§ Selected passage:
If you’re in the hospitality industry, right now is a good time to target high-net-worth customers, but not so good a time to be in the budget business. That’s one of the big takeaways from Hotels magazine’s David Eisen’s analysis of the industry’s current state, based on comments made by Hilton CEO Chris Nassetta earlier this month about the economic impact the pandemic has had on the industry.
“People had checking accounts full of COVID-19 money, but they’re spending it and borrowing more,” Nassetta said during a recent earnings call. “They have less disposable income and can’t afford to do anything, including travel.”
Hotels’ analysis also incorporates revenue per available room (RevPAR) data from analytics firm CoStar Group. As of June 2024, RevPAR was up 2.1% for luxury hotels, 2.4% for upper upscale hotels and 2.0% for upscale hotels. Economy hotels were down 4.4% and midscale hotels were down 1.4% during the same period. Eisen also points to another reason for hotels’ current ups and downs: A strong U.S. dollar abroad is causing some travelers to travel more internationally and less domestically.
It’s not hard to see the impact of this being felt in how the hospitality industry is expanding and where the investment is being made. Earlier this year, luxury hotel group Rocco Forte Hotels announced plans to expand its US footprint, and the Drifter in New Orleans was recently sold to an ambitious group of investors. Even the ongoing motel revival across the US, as The New York Times noted, is a move to turn previously modest properties into luxury establishments. For an industry in flux, it’s a trend to watch.

§ Assigned task: Reproduce word for word the part of the hotel industry passage above that starts at "Hotels’ analysis also" and ends at "and less domestically.".

§ Image-grounded pointing data:
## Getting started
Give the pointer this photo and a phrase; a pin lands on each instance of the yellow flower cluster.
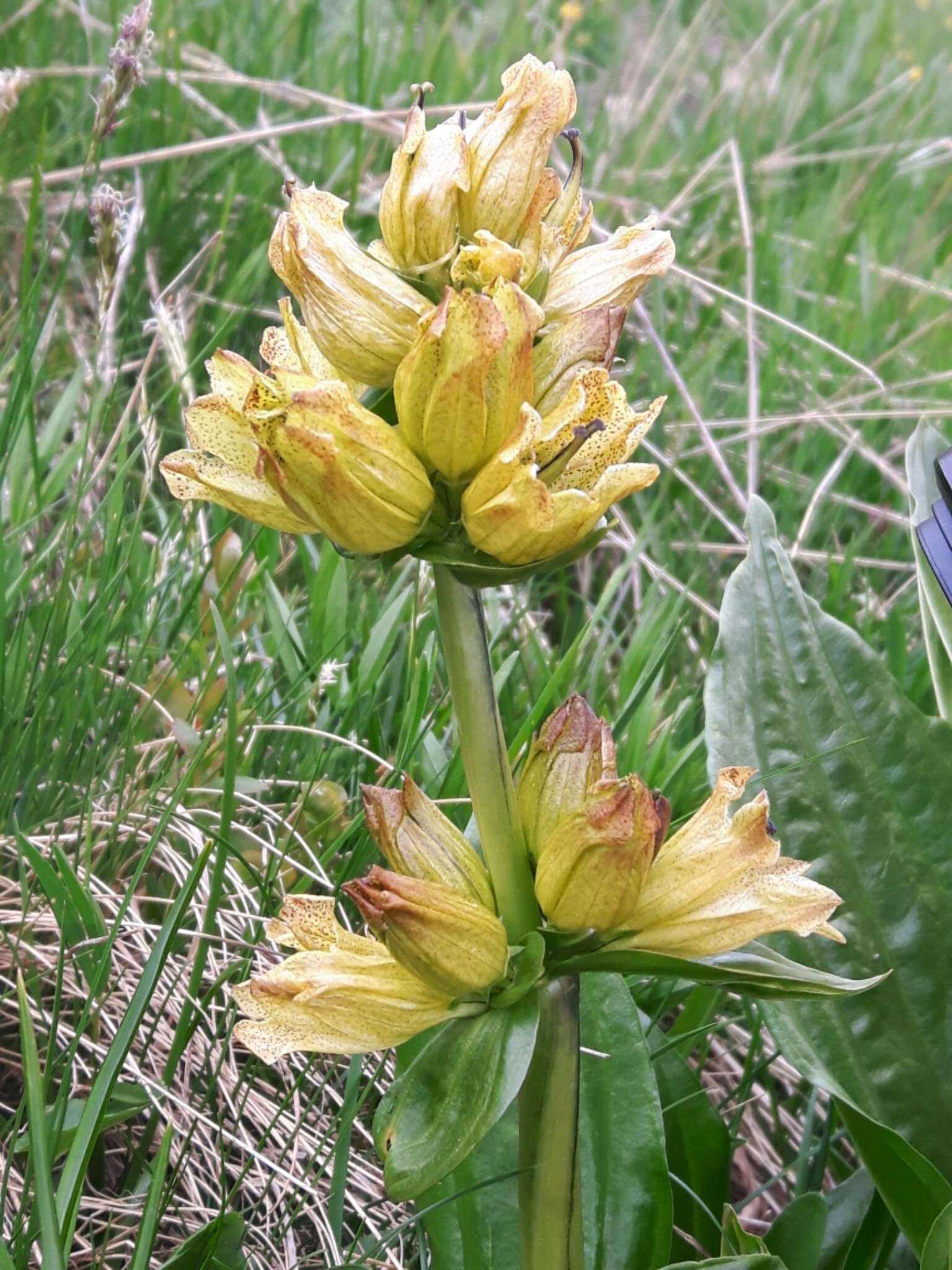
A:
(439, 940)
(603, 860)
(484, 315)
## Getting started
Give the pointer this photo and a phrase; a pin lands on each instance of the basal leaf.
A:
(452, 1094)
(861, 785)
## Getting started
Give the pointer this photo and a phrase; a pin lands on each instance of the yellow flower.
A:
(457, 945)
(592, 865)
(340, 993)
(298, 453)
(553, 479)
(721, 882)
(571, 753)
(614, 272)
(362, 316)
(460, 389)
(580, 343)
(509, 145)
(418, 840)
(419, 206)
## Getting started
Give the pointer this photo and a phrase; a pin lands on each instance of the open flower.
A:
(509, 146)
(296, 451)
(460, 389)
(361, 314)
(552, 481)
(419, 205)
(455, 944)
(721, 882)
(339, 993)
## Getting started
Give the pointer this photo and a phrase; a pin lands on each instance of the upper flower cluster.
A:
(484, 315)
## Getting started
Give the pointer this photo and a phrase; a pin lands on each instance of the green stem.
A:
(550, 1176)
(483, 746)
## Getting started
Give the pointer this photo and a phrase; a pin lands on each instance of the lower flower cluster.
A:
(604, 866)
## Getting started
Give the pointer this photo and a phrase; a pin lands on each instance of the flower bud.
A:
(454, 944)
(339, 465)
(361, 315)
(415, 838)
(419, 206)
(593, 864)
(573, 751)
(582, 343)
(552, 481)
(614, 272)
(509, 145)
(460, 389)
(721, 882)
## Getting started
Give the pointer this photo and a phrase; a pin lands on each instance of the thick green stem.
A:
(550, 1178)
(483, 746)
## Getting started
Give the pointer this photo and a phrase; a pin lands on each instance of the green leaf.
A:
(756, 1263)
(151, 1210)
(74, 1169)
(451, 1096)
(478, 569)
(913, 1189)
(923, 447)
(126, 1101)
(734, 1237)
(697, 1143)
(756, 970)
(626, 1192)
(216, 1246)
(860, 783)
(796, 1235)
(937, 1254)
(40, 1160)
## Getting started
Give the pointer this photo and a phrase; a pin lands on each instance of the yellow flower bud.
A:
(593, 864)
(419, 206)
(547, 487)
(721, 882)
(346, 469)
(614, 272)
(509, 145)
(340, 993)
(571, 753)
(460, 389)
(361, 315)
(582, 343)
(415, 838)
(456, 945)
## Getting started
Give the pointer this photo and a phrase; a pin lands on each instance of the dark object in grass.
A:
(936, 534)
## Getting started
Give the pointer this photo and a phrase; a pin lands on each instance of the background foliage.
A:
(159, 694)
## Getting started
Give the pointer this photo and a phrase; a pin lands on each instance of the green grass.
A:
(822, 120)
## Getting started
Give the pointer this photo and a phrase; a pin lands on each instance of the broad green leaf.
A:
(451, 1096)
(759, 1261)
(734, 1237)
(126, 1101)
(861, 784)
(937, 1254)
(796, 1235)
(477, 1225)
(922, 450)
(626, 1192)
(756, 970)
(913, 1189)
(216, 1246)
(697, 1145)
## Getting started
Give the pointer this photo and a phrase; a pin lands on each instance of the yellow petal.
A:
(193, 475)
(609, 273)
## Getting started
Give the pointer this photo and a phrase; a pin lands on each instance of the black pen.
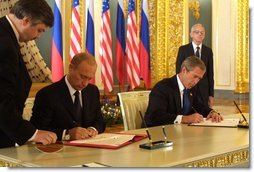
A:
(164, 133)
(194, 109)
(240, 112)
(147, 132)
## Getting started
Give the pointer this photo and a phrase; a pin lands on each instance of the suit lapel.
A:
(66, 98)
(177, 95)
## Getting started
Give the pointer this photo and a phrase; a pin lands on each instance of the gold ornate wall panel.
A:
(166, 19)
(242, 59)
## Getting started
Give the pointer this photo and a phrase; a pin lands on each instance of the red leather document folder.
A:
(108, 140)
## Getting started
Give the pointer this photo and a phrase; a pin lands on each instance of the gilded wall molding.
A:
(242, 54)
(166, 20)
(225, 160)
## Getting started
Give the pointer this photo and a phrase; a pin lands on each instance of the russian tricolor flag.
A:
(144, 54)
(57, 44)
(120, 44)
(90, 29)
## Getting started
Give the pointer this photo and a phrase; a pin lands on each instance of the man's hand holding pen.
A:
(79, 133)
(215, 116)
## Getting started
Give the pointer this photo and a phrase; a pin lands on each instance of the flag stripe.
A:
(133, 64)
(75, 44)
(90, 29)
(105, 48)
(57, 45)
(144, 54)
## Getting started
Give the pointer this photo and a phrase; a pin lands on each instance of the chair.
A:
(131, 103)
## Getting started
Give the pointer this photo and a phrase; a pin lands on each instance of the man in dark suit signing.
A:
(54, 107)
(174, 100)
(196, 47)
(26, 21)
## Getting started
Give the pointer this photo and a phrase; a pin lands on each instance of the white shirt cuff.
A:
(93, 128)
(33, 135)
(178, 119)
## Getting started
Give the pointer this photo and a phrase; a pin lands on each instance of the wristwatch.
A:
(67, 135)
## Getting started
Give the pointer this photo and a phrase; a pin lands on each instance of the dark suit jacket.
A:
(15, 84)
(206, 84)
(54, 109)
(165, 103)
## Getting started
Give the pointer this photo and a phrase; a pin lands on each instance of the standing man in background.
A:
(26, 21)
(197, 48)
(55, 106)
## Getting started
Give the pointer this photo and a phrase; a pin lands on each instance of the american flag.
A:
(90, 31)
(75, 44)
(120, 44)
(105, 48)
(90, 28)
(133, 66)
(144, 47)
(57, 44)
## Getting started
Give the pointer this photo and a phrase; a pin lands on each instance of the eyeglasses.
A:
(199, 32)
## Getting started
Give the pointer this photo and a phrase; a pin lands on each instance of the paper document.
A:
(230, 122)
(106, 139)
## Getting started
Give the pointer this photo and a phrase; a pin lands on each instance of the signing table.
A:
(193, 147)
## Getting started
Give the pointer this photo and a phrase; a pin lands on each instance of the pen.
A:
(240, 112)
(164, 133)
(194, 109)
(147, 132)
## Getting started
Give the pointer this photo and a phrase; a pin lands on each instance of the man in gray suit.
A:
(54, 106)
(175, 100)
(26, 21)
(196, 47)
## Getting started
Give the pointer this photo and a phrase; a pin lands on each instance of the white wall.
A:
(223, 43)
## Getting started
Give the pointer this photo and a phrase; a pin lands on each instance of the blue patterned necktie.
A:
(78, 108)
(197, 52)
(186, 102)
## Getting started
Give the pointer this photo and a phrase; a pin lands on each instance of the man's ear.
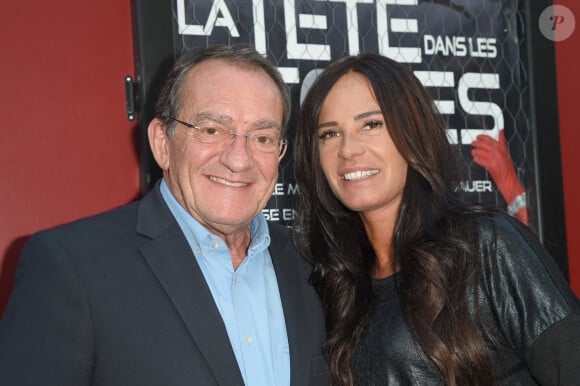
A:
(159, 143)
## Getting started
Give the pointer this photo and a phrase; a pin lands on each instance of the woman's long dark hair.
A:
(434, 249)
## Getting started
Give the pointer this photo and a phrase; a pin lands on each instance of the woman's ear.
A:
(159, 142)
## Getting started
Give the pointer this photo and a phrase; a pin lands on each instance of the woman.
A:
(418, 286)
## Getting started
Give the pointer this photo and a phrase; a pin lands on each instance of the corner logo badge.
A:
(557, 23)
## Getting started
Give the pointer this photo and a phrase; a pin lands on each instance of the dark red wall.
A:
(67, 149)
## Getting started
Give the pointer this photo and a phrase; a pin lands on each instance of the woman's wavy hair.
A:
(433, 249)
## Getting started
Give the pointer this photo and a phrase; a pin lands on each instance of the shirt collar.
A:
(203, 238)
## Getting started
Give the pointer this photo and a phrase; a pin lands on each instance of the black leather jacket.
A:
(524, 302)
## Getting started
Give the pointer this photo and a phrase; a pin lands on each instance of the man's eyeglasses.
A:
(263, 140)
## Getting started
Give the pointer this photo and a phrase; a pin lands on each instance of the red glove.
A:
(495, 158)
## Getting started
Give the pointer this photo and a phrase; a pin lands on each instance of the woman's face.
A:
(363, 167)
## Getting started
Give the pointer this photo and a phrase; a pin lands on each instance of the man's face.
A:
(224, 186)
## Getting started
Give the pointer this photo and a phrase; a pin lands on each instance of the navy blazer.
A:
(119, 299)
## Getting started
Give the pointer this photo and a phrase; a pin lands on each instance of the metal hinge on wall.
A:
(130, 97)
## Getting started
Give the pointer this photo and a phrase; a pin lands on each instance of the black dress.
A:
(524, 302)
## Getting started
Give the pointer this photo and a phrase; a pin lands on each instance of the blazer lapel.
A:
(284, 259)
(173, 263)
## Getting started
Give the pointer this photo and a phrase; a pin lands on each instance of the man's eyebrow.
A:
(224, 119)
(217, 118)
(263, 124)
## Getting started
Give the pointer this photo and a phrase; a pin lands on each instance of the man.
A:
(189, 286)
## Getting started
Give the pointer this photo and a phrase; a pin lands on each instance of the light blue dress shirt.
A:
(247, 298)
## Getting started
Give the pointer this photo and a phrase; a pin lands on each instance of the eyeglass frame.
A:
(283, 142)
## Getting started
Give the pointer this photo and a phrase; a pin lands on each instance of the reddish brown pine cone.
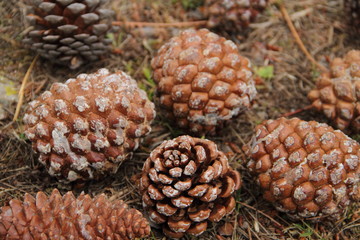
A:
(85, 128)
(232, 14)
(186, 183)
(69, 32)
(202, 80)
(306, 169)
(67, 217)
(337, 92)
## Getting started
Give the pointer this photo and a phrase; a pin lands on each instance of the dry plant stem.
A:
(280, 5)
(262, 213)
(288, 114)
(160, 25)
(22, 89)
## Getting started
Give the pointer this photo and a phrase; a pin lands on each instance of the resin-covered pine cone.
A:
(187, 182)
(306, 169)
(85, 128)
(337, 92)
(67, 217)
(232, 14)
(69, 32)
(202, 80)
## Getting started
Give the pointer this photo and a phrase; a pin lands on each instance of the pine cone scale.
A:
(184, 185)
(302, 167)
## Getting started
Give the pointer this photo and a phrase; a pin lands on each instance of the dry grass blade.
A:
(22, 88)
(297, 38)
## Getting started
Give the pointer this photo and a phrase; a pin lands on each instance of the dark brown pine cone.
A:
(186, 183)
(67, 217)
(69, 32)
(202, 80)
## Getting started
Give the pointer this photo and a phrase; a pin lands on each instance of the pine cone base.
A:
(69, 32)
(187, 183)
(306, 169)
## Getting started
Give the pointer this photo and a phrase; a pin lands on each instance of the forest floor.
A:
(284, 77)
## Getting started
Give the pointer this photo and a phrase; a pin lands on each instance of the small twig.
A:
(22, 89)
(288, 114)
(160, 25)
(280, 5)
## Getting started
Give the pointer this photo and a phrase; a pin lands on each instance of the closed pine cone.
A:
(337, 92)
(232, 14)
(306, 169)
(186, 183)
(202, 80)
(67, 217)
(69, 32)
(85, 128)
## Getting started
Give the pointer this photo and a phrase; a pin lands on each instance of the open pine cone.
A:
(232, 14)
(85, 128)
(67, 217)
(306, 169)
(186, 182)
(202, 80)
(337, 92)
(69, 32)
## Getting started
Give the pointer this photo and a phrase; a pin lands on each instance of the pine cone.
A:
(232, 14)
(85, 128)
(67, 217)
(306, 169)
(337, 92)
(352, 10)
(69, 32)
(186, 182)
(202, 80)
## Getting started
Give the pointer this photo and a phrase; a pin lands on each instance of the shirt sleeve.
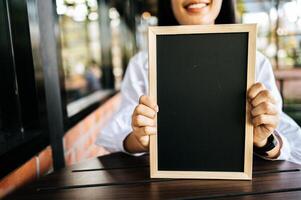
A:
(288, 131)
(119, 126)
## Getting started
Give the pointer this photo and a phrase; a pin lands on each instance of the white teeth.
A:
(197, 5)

§ Output for this task:
Hotels’ analysis also incorporates revenue per available room (RevPAR) data from analytics firm CoStar Group. As of June 2024, RevPAR was up 2.1% for luxury hotels, 2.4% for upper upscale hotels and 2.0% for upscale hotels. Economy hotels were down 4.4% and midscale hotels were down 1.4% during the same period. Eisen also points to another reason for hotels’ current ups and downs: A strong U.S. dollar abroad is causing some travelers to travel more internationally and less domestically.